§ Written request 1
Render the lines of the Block 1 entries as a JSON list of strings, one string per line, with blank lines omitted.

A complete listing of each fund's limitations and more detailed information
about each fund's investments are contained in the funds' SAI. Policies and
limitations are considered at the time of purchase; the sale of instruments
is not required in the event of a subsequent change in circumstances.
FMR may not buy all of these instruments or use all of these techniques
unless it believes that they are consistent with a fund's investment
objective and policies and that doing so will help a fund achieve its goal.
Fund holdings are detailed in each fund's financial reports, which are sent
to shareholders twice a year. For a free SAI or financial report, call
Fidelity Client Services at 1-800-843-3001.
MONEY MARKET SECURITIES are high-quality, short-term    instruments    
issued by the U.S. Government, corporations, financial institutions,
municipalities, local and state governments, and other entities. These
   securities     may carry fixed, variable, or floating interest rates.
Some money market securities employ a trust or similar structure to modify
the maturity, price characteristics, or quality of financial assets so that
they are eligible investments for money market funds. If the structure does
not perform as intended, adverse tax or investment consequences may result.
       U.S. TREASURY MONEY MARKET SECURITIES    are short-term debt
obligations issued by the U.S. Treasury and include bills, notes, and
bonds. U.S. Treasury securities are backed by the full faith and credit of
the United States.    
U.S. GOVERNMENT MONEY MARKET SECURITIES are short-term debt
   instruments     issued or guaranteed by the U.S. Treasury or by an
agency or instrumentality of the U.S. Government. Not all U.S. Government
securities are backed by the full faith and credit of the United States.
For example,    U.S. Government     securities    such as those     issued
by the Federal National Mortgage Association are supported by the
instrumentality's right to borrow money from the U.S. Treasury under
certain circumstances.    Other U.S. Government     securities   , such as
those     issued by the Federal Farm Credit Banks Funding
Corporation   ,     are supported only by the credit of the entity that
issued them.
MUNICIPAL SECURITIES are issued to raise money for a variety of public or
private purposes, including general financing for state and local
governments, or financing for specific projects or public facilities. They
may be issued in anticipation of future revenues, and may be backed by the
full taxing power of a municipality, the revenues from a specific project,
or the credit of a private organization. The value of some or all municipal
securities may be affected by uncertainties in the municipal market related
to legislation or litigation involving the taxation of municipal securities
or the rights of municipal securities holders. A fund may own a municipal
security directly or through a participation interest.
CREDIT SUPPORT. Issuers may employ various forms of credit enhancement,
including letters of credit, guarantees, or insurance from a bank,
insurance company, or other entity. These arrangements expose the fund to
the credit risk of the entity. In the case of foreign entities, extensive
public information about the entity may not be available and the entity may
be subject to unfavorable political, economic, or governmental developments
which might affect its ability to honor its commitment.
FOREIGN SECURITIES may involve different risks than domestic securities,
including risks relating to the political and economic conditions of the
foreign country involved, which could affect the payment of principal or
interest. Issuers of foreign securities include foreign governments,
corporations, and banks.

§ Record set

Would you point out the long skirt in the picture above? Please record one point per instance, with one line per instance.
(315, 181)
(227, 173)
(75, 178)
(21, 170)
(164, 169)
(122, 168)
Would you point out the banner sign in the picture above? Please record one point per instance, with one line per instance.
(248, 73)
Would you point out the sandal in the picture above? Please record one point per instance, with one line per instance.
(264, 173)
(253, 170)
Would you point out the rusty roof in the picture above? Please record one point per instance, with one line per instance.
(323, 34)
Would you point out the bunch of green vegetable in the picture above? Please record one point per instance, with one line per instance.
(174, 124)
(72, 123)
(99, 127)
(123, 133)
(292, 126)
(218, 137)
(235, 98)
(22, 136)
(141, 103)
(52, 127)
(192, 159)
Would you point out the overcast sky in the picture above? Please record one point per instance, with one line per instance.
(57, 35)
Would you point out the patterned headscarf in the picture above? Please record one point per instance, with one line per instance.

§ Written request 2
From the fund investments text, reproduce the passage that begins at the words "MONEY MARKET SECURITIES are high-quality, short-term" and stops after "floating interest rates.", renaming "municipalities" to "towns".

§ Problem solution 1
[
  "Would you point out the long skirt in the picture above? Please record one point per instance, with one line per instance.",
  "(315, 181)",
  "(227, 173)",
  "(75, 178)",
  "(21, 170)",
  "(164, 169)",
  "(122, 168)",
  "Would you point out the banner sign in the picture above? Please record one point per instance, with one line per instance.",
  "(248, 73)",
  "Would you point out the sandal in the picture above? Please record one point per instance, with one line per instance.",
  "(264, 173)",
  "(253, 170)",
  "Would you point out the rusty roof in the picture above? Please record one point per instance, with one line per instance.",
  "(323, 34)",
  "Would you point out the bunch of green vegetable in the picture above? Please record one point per instance, with one line per instance.",
  "(174, 124)",
  "(72, 123)",
  "(99, 127)",
  "(123, 133)",
  "(292, 126)",
  "(218, 137)",
  "(235, 98)",
  "(22, 136)",
  "(141, 103)",
  "(52, 127)",
  "(192, 159)",
  "Would you point out the overcast sky in the picture above? Please record one point per instance, with one line per instance.",
  "(57, 35)",
  "Would you point out the patterned headscarf in the picture above? Please record one point per instance, with one line per instance."
]

§ Problem solution 2
MONEY MARKET SECURITIES are high-quality, short-term    instruments    
issued by the U.S. Government, corporations, financial institutions,
towns, local and state governments, and other entities. These
   securities     may carry fixed, variable, or floating interest rates.